** start Dataset extract **

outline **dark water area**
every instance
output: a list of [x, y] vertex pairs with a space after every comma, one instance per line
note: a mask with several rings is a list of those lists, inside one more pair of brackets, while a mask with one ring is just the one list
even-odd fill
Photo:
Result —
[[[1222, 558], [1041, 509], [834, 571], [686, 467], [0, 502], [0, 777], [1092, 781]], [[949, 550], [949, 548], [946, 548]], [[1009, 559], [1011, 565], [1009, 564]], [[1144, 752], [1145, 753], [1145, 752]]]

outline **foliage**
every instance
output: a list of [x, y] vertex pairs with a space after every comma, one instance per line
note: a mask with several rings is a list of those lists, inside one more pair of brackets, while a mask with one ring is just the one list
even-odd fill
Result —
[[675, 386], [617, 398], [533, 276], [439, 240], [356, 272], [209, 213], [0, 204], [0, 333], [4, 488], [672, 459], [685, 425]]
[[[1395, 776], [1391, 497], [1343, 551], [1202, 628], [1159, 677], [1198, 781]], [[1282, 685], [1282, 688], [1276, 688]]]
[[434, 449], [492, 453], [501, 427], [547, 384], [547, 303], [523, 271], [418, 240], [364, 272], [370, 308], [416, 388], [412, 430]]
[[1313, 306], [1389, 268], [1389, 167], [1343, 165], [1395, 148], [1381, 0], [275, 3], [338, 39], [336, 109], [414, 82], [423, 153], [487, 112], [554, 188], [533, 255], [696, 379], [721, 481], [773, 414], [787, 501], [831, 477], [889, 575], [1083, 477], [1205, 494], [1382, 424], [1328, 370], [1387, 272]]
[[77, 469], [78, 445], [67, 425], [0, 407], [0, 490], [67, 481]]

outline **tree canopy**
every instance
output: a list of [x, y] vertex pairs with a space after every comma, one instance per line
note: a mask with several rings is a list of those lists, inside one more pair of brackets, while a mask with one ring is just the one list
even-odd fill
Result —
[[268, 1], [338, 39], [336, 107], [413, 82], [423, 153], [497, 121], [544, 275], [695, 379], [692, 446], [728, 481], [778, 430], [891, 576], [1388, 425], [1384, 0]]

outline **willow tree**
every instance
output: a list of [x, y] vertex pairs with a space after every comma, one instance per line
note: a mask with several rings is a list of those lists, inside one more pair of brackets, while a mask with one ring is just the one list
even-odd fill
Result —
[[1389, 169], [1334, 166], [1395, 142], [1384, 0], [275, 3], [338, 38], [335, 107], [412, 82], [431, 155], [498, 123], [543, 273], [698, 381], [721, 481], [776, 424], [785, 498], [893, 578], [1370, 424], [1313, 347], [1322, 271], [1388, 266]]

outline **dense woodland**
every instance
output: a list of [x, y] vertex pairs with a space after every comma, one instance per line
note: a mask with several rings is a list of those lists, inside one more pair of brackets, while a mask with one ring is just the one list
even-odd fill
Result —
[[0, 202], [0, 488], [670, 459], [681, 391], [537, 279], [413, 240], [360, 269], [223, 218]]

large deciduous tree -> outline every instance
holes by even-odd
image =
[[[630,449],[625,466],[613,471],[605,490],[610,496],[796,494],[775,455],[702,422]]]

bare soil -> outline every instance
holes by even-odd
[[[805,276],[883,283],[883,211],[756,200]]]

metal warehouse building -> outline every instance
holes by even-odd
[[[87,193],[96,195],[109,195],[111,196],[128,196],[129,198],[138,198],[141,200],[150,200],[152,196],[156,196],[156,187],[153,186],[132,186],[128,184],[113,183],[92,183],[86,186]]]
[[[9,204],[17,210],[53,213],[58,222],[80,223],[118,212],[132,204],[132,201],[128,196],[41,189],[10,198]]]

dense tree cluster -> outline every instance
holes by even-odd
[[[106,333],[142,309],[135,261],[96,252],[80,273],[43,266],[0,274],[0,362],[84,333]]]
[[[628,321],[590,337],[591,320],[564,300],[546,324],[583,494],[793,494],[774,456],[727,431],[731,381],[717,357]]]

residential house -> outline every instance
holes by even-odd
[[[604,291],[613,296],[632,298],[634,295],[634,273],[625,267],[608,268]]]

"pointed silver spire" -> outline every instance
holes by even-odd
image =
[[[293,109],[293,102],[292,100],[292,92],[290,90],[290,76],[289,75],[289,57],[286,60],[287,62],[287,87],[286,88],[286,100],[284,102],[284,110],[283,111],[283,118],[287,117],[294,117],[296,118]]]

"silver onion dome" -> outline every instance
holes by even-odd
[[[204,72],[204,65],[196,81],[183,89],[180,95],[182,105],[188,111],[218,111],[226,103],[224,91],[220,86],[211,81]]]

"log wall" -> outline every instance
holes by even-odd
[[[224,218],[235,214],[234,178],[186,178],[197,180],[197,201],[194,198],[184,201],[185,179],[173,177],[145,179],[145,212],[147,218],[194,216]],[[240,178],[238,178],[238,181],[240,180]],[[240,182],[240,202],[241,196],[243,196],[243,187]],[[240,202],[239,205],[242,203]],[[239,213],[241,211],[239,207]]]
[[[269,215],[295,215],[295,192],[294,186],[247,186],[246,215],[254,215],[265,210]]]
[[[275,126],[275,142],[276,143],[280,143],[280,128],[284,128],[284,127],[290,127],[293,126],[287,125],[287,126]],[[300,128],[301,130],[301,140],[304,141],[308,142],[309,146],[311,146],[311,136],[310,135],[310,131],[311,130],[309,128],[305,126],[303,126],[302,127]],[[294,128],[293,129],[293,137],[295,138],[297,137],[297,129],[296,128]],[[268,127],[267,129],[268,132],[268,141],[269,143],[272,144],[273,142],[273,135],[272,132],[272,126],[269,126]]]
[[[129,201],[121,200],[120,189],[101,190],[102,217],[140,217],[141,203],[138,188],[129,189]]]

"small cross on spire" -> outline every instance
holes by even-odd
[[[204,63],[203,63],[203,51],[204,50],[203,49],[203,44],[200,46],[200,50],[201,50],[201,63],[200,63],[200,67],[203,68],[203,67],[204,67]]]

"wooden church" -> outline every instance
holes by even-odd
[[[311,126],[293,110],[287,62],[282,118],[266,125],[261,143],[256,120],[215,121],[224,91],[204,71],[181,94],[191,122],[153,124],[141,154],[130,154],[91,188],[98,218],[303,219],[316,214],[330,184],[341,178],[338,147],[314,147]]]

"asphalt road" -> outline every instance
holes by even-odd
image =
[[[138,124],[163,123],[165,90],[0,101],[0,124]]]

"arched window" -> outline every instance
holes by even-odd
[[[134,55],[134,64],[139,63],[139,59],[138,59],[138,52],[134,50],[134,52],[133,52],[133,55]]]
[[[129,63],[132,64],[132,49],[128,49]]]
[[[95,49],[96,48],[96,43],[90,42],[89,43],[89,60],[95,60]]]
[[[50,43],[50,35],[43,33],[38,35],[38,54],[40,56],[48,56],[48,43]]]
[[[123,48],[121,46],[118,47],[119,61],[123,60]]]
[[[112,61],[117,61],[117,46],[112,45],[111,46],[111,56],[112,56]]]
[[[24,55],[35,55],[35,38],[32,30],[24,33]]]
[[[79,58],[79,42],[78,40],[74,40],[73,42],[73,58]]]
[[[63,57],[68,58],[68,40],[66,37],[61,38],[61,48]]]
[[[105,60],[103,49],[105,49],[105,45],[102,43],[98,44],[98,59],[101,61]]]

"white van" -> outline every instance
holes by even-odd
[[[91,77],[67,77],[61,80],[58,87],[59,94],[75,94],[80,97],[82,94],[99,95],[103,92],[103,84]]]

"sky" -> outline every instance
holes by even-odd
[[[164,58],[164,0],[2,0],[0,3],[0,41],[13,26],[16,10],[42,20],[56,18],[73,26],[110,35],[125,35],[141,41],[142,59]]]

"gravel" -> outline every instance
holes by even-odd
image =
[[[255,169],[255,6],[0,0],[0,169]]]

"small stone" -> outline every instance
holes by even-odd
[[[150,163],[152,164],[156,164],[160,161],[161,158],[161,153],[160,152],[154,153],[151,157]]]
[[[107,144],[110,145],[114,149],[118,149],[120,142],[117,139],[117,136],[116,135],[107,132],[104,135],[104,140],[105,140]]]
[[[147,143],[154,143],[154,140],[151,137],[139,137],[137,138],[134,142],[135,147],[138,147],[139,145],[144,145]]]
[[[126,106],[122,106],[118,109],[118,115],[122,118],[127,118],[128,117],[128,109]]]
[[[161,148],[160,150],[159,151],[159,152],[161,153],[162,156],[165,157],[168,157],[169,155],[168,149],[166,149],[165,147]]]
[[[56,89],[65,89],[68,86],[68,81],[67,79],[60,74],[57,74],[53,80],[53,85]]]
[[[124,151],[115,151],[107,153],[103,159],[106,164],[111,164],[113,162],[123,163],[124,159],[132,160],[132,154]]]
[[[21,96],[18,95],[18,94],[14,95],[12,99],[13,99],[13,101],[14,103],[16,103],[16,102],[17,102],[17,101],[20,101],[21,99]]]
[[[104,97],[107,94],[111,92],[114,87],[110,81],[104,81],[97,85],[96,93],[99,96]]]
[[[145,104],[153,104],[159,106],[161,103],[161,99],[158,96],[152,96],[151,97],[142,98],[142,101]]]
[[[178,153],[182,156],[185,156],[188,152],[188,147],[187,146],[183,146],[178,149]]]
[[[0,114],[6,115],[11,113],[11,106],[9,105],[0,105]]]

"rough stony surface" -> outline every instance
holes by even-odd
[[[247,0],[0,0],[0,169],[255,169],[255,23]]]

** end Dataset extract **

> [Requirement]: Duplicate everything from the line that contains "outline **willow tree**" down to the line that contains "271], [1388, 266]]", including both of those lines.

> [Answer]:
outline **willow tree**
every instance
output: a list of [x, y] vertex pairs with a space after every comma, one instance per line
note: a mask with several rings is a list of those lists, inside one more pair of brackets, while a mask with one ring is just the one list
even-odd fill
Result —
[[1389, 169], [1334, 166], [1395, 142], [1384, 0], [275, 3], [338, 38], [335, 107], [412, 82], [431, 155], [498, 123], [543, 273], [698, 381], [721, 481], [776, 424], [785, 498], [893, 578], [1370, 424], [1313, 347], [1322, 271], [1388, 266]]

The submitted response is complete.